■ **Task to carry out**
Return each line of the material below that contains the string "cart", copied in full. The match is case-sensitive.
___ Input for this task ___
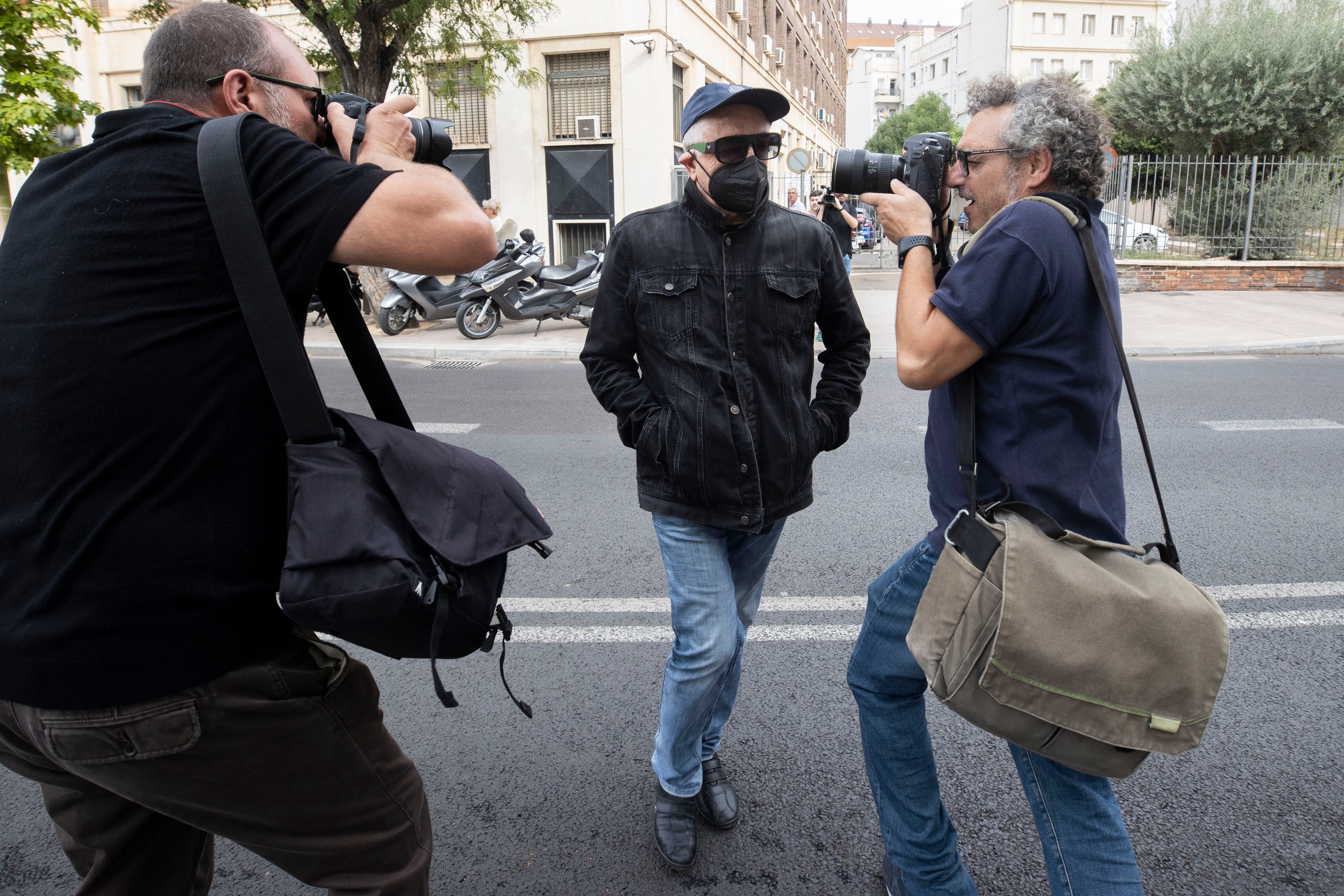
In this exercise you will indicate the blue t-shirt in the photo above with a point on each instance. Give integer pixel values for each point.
___
___ Input for this task ___
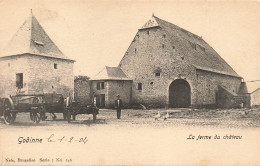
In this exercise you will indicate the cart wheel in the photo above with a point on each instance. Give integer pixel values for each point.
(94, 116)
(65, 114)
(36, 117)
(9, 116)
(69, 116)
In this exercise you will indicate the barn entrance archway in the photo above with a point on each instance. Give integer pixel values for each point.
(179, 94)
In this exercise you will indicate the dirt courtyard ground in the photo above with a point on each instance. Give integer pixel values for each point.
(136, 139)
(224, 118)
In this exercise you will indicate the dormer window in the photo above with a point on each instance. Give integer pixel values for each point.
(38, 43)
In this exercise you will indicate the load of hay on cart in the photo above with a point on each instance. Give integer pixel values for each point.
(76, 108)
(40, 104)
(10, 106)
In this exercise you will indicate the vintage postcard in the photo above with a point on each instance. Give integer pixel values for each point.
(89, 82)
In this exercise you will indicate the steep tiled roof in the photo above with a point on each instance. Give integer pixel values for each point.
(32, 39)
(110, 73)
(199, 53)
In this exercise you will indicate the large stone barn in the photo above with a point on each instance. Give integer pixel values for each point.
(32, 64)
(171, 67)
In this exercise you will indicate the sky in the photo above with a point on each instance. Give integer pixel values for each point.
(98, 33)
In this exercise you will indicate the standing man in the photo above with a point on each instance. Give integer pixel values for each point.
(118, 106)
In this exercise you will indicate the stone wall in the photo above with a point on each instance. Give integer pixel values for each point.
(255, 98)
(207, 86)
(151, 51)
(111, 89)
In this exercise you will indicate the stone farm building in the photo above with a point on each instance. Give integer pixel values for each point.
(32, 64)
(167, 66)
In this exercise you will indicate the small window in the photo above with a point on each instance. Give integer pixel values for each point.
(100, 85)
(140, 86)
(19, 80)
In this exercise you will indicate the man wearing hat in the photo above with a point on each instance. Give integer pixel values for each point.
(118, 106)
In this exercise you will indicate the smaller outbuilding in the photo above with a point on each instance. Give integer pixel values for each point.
___
■ **Written response**
In this exercise you will indicate the cart wheel in the photo above with a point on each instance. Give integer pixel values for each point.
In this exercise you will indicate the load of hay on cart in the photo above with a point on each instance. Give integer pixel values for each point.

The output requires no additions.